Would you copy only the lines below, from the one containing "Practice. Spot the utility" through the very last one, leaving the pictures out?

Dataset excerpts:
____
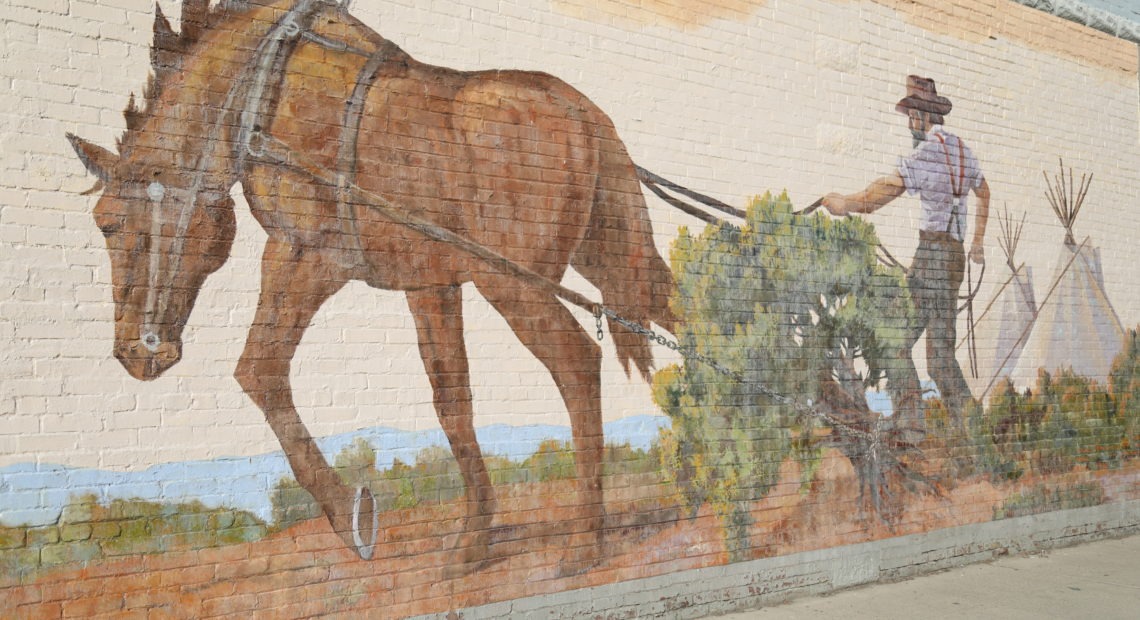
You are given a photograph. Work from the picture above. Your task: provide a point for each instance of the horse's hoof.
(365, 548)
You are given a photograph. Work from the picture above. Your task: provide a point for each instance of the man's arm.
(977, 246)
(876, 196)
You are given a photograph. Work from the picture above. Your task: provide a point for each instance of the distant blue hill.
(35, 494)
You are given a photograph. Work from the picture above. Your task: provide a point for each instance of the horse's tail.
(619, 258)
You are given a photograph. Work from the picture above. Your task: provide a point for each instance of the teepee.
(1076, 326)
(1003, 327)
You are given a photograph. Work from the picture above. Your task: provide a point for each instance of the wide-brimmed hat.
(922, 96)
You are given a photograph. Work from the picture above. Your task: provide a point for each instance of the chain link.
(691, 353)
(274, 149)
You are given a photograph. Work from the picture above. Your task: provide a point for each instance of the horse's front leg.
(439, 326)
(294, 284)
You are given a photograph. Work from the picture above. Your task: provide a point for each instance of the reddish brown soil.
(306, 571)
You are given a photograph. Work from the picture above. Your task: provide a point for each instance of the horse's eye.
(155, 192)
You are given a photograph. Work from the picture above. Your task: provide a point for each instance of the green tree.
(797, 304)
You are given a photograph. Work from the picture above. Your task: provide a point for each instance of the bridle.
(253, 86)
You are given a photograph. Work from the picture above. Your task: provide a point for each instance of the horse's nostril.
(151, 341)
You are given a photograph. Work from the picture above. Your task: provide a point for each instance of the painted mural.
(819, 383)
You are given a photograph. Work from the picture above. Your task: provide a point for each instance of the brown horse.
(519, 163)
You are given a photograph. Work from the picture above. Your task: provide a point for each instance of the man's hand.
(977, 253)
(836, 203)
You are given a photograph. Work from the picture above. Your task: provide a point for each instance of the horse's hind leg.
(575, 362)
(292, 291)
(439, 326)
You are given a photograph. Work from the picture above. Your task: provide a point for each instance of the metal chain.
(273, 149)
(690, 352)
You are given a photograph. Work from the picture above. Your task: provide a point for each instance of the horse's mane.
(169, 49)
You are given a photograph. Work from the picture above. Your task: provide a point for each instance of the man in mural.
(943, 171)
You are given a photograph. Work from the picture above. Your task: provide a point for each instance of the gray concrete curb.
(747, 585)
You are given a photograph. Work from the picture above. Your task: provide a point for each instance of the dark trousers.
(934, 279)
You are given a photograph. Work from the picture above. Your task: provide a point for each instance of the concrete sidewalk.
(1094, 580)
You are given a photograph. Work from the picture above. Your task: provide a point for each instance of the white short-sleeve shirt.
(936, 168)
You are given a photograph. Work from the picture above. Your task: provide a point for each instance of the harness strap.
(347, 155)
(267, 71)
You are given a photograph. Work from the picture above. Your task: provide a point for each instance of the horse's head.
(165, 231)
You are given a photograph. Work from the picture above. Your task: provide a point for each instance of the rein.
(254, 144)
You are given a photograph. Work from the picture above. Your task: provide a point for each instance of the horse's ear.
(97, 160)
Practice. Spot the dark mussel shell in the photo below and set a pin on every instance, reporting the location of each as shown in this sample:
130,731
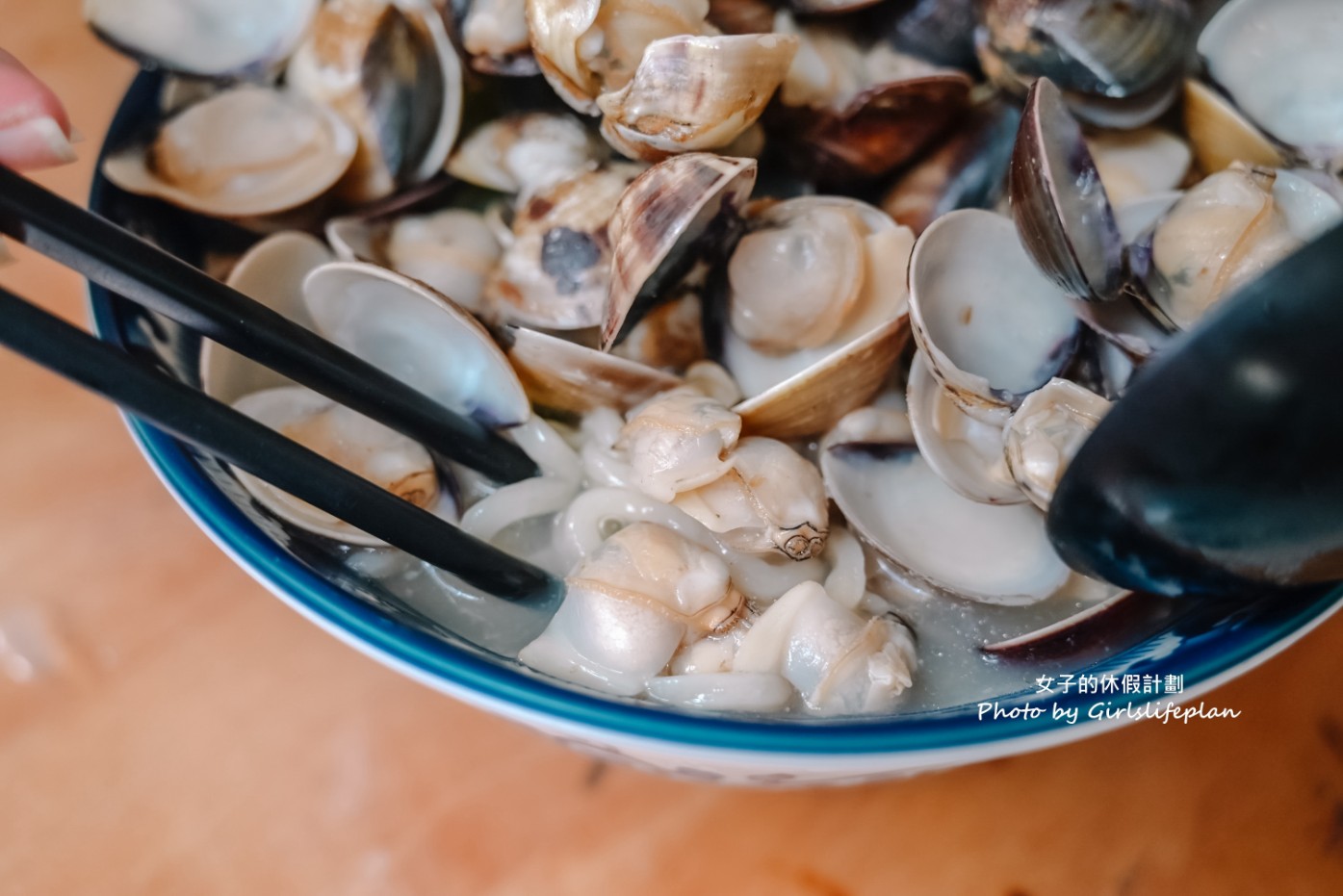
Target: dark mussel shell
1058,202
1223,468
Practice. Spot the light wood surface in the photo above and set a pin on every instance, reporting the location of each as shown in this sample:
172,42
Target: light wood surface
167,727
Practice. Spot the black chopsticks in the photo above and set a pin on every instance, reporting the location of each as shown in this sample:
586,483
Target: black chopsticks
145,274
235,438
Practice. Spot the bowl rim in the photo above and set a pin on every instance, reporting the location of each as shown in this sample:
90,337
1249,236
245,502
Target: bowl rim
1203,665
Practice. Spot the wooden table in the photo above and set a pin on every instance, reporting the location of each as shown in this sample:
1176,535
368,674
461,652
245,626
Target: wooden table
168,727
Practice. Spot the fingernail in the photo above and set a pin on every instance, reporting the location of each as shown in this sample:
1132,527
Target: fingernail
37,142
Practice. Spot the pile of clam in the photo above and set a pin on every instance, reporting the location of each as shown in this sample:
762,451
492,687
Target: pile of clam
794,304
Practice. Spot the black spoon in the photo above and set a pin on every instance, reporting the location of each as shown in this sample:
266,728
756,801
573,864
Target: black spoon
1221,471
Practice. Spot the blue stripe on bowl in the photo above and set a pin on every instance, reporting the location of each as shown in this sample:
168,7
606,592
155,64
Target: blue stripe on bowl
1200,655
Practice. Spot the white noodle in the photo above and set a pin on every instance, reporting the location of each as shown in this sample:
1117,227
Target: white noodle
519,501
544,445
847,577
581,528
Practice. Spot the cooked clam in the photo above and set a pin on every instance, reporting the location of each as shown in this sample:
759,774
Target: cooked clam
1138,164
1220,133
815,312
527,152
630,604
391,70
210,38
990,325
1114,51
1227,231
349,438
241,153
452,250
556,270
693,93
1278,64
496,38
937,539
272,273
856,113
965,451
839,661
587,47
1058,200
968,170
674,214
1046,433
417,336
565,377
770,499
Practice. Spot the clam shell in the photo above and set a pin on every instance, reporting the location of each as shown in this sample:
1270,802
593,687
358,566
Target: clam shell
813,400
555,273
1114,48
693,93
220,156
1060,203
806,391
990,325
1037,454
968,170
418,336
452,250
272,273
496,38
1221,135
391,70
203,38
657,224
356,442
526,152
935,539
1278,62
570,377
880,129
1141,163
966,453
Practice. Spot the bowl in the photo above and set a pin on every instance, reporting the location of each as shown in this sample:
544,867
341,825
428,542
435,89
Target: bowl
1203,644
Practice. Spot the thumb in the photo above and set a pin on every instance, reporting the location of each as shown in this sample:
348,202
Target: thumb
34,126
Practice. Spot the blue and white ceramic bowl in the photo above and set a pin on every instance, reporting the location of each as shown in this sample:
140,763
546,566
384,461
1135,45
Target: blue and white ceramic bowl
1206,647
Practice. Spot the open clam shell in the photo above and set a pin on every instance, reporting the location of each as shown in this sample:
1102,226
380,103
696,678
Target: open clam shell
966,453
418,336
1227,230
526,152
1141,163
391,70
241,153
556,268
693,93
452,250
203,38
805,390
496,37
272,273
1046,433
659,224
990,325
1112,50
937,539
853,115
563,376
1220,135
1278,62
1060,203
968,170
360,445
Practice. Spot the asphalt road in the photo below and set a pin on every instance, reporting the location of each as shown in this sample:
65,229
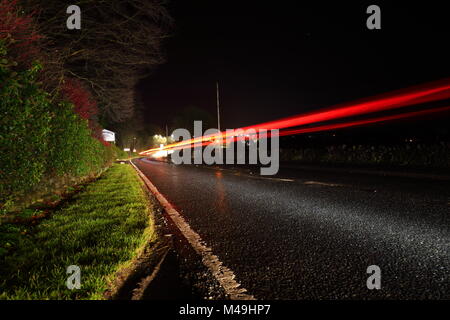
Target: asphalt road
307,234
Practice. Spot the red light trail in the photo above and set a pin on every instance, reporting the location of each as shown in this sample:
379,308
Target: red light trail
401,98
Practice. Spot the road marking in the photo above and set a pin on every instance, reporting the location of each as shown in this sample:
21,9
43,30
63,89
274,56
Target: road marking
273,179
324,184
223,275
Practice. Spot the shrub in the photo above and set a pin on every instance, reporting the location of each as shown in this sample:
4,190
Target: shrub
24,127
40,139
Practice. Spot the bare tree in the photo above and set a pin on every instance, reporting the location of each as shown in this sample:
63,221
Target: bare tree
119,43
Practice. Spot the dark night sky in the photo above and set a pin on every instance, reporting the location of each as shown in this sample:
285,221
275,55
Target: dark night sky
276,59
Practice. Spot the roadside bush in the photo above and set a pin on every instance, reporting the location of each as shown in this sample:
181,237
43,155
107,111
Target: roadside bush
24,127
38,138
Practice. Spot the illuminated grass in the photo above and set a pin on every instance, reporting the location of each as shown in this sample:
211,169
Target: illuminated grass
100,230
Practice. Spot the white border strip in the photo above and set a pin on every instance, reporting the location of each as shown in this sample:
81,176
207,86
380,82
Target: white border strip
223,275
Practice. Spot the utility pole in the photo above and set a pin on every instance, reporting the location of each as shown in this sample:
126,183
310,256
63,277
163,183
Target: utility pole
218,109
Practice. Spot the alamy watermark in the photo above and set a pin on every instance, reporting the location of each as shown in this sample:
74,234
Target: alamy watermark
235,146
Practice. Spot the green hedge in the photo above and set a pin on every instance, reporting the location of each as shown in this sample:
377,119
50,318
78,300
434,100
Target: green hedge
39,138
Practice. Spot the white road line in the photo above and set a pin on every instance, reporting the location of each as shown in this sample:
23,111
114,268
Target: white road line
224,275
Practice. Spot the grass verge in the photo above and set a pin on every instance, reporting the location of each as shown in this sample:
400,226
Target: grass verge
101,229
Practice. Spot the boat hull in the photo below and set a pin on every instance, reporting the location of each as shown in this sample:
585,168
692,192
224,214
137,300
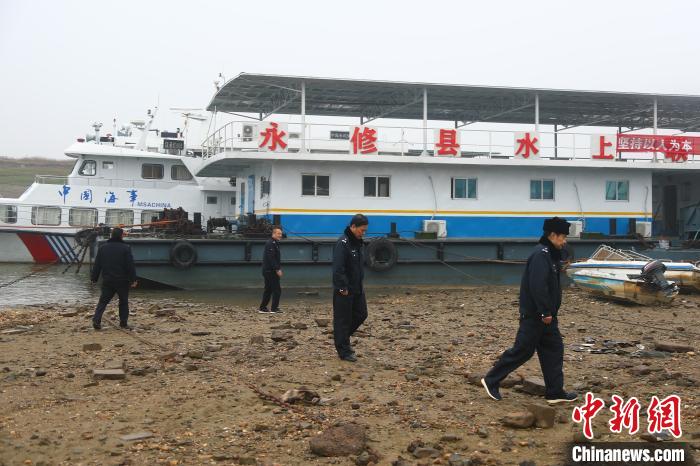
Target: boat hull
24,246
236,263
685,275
____
Answer box >>
Practice. Spot the utility pole in the photo above and set a pin on every instance, reporting the location of each as shown in this sample:
126,183
310,256
63,277
163,183
Target: utility pole
218,109
Practice. Spot the alamy watermark in the photo above and set a pin on every instance, reporting the location of each as shown in this sample:
74,234
Target: alamy watermark
235,146
Practice. Spot the green hedge in the photo above and set a pin on every instance, reporting the location of each as shown in this sample:
377,119
50,318
78,300
434,100
Target: green hedge
39,138
Practice. Spot the white road line in the photo above and set a pin on every instance, reporting the location of each as shown in this sample:
23,111
114,268
Target: white road line
224,275
Practice. Spot the grass verge in the photo above and set a pin on every instance, reporting the location of each as shown in this sample:
400,226
Target: grass verge
101,229
Practice. Spot the boat hull in the photo below and set a pin on every instance, reporting the location of each as shown in this sample:
585,168
692,192
224,214
137,300
Target: boat hull
24,246
236,263
685,275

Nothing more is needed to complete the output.